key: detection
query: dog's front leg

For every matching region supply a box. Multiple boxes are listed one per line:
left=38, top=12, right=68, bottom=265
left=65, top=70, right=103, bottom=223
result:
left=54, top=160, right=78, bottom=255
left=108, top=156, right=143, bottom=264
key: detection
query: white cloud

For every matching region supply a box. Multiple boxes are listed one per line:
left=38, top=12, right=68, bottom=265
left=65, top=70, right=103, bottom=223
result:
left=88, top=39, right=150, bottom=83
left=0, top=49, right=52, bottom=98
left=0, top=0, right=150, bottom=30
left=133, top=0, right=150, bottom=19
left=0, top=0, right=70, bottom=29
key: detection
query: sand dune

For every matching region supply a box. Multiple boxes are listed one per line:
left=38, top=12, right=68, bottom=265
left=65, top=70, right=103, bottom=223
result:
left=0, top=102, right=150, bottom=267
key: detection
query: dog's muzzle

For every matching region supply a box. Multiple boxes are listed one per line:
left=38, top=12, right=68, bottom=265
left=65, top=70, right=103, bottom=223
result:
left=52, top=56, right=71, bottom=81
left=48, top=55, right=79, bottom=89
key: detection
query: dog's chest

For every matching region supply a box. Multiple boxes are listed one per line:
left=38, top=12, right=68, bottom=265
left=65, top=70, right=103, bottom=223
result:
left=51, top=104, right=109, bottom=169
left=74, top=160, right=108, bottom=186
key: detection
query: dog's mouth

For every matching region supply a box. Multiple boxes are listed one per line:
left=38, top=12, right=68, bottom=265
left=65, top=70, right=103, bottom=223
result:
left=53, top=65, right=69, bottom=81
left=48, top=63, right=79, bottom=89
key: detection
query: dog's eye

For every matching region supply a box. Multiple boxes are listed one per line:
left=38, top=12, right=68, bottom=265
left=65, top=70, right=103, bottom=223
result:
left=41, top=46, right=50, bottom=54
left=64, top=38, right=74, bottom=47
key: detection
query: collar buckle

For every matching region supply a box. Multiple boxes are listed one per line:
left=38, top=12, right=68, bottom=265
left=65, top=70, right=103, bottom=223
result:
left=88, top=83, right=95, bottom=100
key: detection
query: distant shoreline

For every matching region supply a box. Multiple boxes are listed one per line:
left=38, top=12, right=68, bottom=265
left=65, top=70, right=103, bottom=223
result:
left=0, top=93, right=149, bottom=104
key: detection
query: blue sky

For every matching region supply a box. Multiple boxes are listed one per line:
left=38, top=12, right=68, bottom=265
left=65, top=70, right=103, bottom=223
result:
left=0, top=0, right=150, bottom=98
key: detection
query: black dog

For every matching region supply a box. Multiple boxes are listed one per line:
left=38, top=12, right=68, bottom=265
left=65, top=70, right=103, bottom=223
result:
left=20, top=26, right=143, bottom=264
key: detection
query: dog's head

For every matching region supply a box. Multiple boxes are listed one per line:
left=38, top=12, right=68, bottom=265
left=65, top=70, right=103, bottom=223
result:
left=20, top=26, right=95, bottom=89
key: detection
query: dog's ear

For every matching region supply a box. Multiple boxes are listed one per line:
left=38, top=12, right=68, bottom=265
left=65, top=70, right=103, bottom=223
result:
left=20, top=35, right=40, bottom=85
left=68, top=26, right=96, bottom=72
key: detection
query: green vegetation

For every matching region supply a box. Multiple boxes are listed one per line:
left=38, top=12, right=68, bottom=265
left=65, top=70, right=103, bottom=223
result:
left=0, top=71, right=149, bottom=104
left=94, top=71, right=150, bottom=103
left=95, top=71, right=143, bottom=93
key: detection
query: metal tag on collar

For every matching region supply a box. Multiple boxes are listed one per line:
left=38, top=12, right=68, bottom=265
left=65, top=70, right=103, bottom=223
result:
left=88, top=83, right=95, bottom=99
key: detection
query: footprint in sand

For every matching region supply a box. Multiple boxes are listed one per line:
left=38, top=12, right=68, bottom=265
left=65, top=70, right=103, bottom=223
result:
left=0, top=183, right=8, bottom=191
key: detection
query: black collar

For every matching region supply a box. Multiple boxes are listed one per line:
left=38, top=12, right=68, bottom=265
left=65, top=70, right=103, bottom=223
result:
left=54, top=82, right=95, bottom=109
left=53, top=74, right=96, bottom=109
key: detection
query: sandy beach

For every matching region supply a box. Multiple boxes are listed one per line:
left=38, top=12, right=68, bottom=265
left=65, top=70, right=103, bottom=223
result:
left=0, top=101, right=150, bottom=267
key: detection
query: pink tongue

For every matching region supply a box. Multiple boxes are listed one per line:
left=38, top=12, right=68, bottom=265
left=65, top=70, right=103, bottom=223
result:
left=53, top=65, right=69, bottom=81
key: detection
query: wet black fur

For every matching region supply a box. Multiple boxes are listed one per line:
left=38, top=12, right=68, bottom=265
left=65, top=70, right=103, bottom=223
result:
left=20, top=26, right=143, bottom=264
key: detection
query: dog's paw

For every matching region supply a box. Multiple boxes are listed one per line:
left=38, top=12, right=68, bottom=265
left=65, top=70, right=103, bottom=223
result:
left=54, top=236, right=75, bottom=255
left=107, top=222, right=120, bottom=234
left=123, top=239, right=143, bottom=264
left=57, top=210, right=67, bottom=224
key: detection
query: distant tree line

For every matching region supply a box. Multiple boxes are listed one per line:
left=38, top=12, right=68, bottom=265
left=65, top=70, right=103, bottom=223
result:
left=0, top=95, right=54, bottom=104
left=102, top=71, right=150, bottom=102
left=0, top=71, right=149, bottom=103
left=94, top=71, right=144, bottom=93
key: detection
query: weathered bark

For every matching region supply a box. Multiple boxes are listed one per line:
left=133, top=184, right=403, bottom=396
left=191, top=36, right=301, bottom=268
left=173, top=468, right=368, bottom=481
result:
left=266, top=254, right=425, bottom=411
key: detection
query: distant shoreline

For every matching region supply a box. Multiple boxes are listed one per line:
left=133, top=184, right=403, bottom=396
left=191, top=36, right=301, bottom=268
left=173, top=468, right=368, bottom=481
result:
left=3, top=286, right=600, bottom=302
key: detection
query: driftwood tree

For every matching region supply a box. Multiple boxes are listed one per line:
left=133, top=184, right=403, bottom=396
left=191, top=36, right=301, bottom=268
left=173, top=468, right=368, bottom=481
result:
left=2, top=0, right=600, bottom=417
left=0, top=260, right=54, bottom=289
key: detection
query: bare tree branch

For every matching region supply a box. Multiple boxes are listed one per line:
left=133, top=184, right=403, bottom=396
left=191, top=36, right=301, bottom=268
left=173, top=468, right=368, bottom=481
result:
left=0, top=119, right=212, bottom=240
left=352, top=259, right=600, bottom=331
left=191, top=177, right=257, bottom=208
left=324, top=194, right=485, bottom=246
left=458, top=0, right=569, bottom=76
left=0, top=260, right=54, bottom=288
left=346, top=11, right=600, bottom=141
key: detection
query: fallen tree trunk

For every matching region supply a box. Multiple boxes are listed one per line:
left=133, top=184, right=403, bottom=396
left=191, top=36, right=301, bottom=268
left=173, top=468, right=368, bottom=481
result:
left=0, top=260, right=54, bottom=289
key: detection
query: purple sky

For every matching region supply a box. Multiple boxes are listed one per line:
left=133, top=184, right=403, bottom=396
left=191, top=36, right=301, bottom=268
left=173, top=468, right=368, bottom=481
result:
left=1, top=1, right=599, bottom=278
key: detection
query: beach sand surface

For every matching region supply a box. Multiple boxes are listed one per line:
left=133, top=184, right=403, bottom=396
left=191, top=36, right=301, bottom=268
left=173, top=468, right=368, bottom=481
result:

+---+

> _WHAT THE TASK REQUIRES_: Find all the lines with "collar" in the data and copy them.

> _RESULT OF THIS TASK_:
query: collar buckle
query: metal tag on collar
query: black collar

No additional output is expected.